Material shown
════════════════

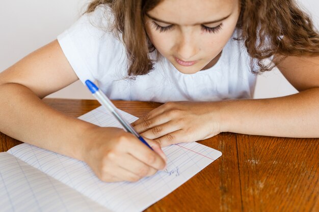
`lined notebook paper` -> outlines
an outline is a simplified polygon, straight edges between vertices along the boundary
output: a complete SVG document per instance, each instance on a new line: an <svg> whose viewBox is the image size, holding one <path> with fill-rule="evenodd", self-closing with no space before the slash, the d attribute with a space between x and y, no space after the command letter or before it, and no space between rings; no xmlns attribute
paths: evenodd
<svg viewBox="0 0 319 212"><path fill-rule="evenodd" d="M120 112L130 122L137 119ZM79 118L100 126L121 127L101 107ZM163 150L168 158L166 170L136 183L105 183L83 162L20 144L0 153L1 211L140 211L222 155L196 142L174 144Z"/></svg>

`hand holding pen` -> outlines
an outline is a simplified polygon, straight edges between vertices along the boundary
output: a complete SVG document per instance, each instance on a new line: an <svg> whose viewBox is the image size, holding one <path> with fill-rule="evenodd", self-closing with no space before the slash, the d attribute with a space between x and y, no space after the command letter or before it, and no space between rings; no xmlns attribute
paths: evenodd
<svg viewBox="0 0 319 212"><path fill-rule="evenodd" d="M91 84L90 82L88 83ZM95 91L94 96L98 100L101 97L104 98L105 95L95 87L93 90L90 89ZM105 103L109 102L102 102L102 105L105 106ZM115 113L118 114L113 104L109 105L108 109L115 109ZM113 115L116 118L119 117L119 119L130 126L120 115ZM129 127L123 127L130 132L128 130ZM102 180L137 181L154 174L166 166L166 157L160 145L149 140L147 140L147 143L143 139L144 143L140 139L140 136L138 137L138 134L127 133L117 128L97 126L93 126L88 134L90 138L85 140L89 142L85 148L84 161Z"/></svg>

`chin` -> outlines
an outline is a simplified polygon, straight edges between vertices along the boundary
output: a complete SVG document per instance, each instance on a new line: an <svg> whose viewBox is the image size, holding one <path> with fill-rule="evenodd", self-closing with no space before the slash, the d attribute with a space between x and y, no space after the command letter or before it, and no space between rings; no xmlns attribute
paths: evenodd
<svg viewBox="0 0 319 212"><path fill-rule="evenodd" d="M198 72L201 69L196 65L188 67L182 66L178 64L173 64L173 65L179 72L184 74L195 74Z"/></svg>

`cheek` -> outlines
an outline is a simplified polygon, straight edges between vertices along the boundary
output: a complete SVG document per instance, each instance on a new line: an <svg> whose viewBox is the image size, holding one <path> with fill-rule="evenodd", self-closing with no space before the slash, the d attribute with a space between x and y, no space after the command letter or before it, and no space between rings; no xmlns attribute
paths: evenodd
<svg viewBox="0 0 319 212"><path fill-rule="evenodd" d="M172 41L169 36L165 36L165 33L157 32L149 32L148 36L156 50L164 55L172 48Z"/></svg>

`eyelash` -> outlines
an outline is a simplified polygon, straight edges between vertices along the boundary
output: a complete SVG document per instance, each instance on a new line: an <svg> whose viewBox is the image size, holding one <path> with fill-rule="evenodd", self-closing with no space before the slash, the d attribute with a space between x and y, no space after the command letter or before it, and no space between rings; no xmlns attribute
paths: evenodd
<svg viewBox="0 0 319 212"><path fill-rule="evenodd" d="M173 24L167 26L161 26L157 23L156 23L154 21L152 21L152 23L155 26L155 29L157 31L160 31L160 33L163 33L165 32L167 32L171 29L174 25ZM215 27L209 27L208 26L204 26L204 25L201 25L202 29L204 31L209 33L217 33L220 30L222 29L222 26L223 25L222 23L221 23L218 26L216 26Z"/></svg>

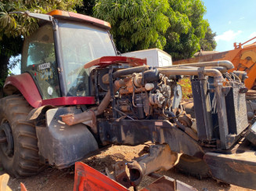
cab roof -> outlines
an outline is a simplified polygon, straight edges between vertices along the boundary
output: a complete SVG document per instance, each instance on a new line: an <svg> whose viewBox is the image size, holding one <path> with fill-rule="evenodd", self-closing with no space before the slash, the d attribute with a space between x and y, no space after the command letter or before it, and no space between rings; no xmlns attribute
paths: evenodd
<svg viewBox="0 0 256 191"><path fill-rule="evenodd" d="M74 20L78 22L89 23L93 25L98 26L101 28L110 30L111 28L110 23L102 20L99 20L89 16L78 14L72 12L52 10L47 13L56 19L63 19L68 20Z"/></svg>

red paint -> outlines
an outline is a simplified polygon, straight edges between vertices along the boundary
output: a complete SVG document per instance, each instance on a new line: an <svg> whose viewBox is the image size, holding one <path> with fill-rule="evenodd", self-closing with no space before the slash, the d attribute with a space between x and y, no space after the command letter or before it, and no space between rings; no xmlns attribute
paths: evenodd
<svg viewBox="0 0 256 191"><path fill-rule="evenodd" d="M82 162L75 163L74 191L128 191L128 189Z"/></svg>
<svg viewBox="0 0 256 191"><path fill-rule="evenodd" d="M95 99L93 96L86 97L59 97L45 99L41 101L41 106L52 105L58 106L69 106L69 105L87 105L95 104Z"/></svg>
<svg viewBox="0 0 256 191"><path fill-rule="evenodd" d="M146 59L126 56L103 56L85 63L84 67L85 69L94 66L106 67L115 63L128 63L132 67L138 67L146 64Z"/></svg>
<svg viewBox="0 0 256 191"><path fill-rule="evenodd" d="M4 88L9 85L16 87L24 96L29 104L36 108L41 105L41 97L31 76L24 73L20 75L9 76L6 78Z"/></svg>
<svg viewBox="0 0 256 191"><path fill-rule="evenodd" d="M61 10L52 10L47 13L48 15L52 16L53 17L60 17L65 20L84 21L92 23L102 28L110 30L111 28L110 24L102 20L93 18L86 15L78 14L72 12L61 11Z"/></svg>

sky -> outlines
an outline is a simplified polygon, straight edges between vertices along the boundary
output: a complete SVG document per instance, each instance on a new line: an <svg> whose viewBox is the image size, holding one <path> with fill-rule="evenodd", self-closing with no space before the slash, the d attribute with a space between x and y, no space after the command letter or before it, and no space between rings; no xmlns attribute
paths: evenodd
<svg viewBox="0 0 256 191"><path fill-rule="evenodd" d="M243 43L256 37L256 0L202 1L207 9L204 18L217 34L217 51L233 49L234 42Z"/></svg>
<svg viewBox="0 0 256 191"><path fill-rule="evenodd" d="M234 42L243 43L256 37L256 0L202 1L207 9L204 18L208 20L212 31L217 34L215 50L231 50ZM13 72L20 74L19 67Z"/></svg>

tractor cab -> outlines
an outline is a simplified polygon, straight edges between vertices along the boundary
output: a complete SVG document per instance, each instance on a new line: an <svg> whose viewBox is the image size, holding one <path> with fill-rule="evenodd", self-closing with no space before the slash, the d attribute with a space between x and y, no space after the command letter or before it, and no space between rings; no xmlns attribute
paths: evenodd
<svg viewBox="0 0 256 191"><path fill-rule="evenodd" d="M30 74L42 99L90 96L92 68L85 69L85 63L116 56L110 23L59 10L48 16L46 20L43 14L34 16L40 27L25 39L21 73Z"/></svg>

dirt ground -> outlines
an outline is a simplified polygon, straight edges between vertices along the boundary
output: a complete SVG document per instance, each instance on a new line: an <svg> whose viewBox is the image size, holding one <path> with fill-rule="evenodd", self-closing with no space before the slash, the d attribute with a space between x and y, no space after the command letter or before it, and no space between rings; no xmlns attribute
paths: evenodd
<svg viewBox="0 0 256 191"><path fill-rule="evenodd" d="M114 146L103 150L99 154L84 160L83 162L89 166L104 172L105 168L112 171L112 165L118 160L131 160L134 157L138 157L138 153L143 149L144 145L137 146ZM28 191L34 190L73 190L74 167L70 167L63 170L57 170L52 167L47 168L45 171L33 177L25 178L12 178L9 181L9 186L13 191L20 190L20 182L23 182ZM0 175L4 174L4 171L0 171ZM177 180L193 186L199 191L215 191L215 190L250 190L233 185L217 182L212 178L198 180L193 177L189 177L177 172L175 169L171 169L162 175L168 175ZM152 182L154 179L146 177L141 184L145 186ZM140 189L142 187L139 187Z"/></svg>

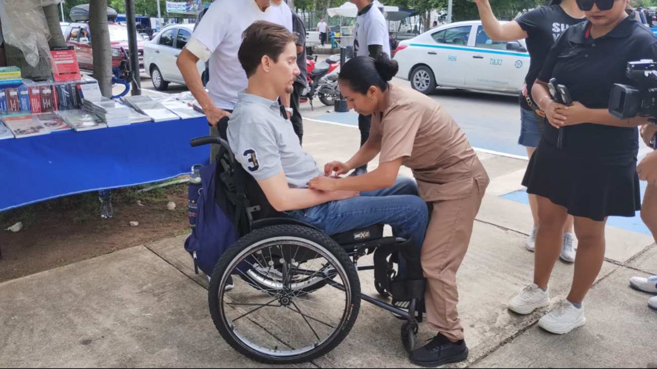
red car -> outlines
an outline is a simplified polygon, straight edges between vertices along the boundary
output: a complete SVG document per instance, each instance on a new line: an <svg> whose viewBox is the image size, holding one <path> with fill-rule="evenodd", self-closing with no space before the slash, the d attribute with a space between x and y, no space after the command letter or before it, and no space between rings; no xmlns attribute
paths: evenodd
<svg viewBox="0 0 657 369"><path fill-rule="evenodd" d="M108 23L110 43L112 45L112 68L118 67L124 60L121 48L128 50L127 28L125 24ZM91 34L89 24L72 23L64 32L66 44L75 48L78 55L78 64L81 69L93 69L93 57L91 52ZM146 39L137 33L137 48L139 53L139 69L144 71L144 44Z"/></svg>

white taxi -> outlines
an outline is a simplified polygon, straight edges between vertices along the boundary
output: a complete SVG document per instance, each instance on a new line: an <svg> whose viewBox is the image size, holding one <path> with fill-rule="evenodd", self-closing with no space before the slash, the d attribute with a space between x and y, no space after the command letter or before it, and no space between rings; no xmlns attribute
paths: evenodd
<svg viewBox="0 0 657 369"><path fill-rule="evenodd" d="M397 77L424 94L437 86L518 93L530 68L524 40L491 41L481 21L452 23L402 41L394 59Z"/></svg>

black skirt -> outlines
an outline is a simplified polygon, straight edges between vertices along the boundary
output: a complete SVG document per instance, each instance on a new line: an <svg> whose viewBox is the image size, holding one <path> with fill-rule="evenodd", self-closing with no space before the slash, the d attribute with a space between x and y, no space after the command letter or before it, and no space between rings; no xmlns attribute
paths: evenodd
<svg viewBox="0 0 657 369"><path fill-rule="evenodd" d="M610 216L633 217L641 209L636 154L614 160L574 155L544 138L522 185L528 193L564 206L571 215L597 222Z"/></svg>

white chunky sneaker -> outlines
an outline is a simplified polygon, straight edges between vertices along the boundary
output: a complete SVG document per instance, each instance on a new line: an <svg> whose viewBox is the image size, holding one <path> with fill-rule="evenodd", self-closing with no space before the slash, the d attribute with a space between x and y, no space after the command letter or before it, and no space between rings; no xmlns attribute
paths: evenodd
<svg viewBox="0 0 657 369"><path fill-rule="evenodd" d="M585 324L584 307L578 309L568 301L560 303L551 313L538 321L538 326L555 334L566 334Z"/></svg>
<svg viewBox="0 0 657 369"><path fill-rule="evenodd" d="M567 263L574 263L575 262L575 249L573 248L573 238L574 235L572 233L564 233L564 243L561 248L561 255L560 255L561 260Z"/></svg>
<svg viewBox="0 0 657 369"><path fill-rule="evenodd" d="M550 306L550 290L543 291L535 283L530 284L522 293L509 302L509 309L522 315Z"/></svg>
<svg viewBox="0 0 657 369"><path fill-rule="evenodd" d="M653 275L648 278L633 277L629 280L629 285L639 291L643 291L648 294L657 294L657 275Z"/></svg>
<svg viewBox="0 0 657 369"><path fill-rule="evenodd" d="M528 251L533 252L534 249L536 248L536 232L538 231L538 227L534 227L534 229L532 231L532 235L530 238L527 239L527 241L525 243L525 248Z"/></svg>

════════════════

Directive
Please lay out the rows as a JSON list of strings, one string per line, from the start of the rows through the line holding "112L130 122L137 119ZM79", inclusive. Skip blank lines and leave the pictures out.

Written solution
[
  "`lined notebook paper` -> outlines",
  "an outline is a simplified polygon, straight edges between vertices along the boundary",
  "output: a complete SVG document per instance, each instance on a new line: an <svg> whose viewBox is the image size, holding one <path> with fill-rule=\"evenodd\", self-closing with no space before the slash, the d attribute with a space between x and y, no space after the command letter or before it, and no space between rings; no xmlns attribute",
  "paths: evenodd",
  "<svg viewBox=\"0 0 319 212\"><path fill-rule=\"evenodd\" d=\"M120 112L130 122L137 119ZM79 118L100 126L121 127L101 107ZM163 150L168 158L166 170L136 183L105 183L83 162L20 144L0 153L1 211L140 211L222 155L196 142L174 144Z\"/></svg>"
]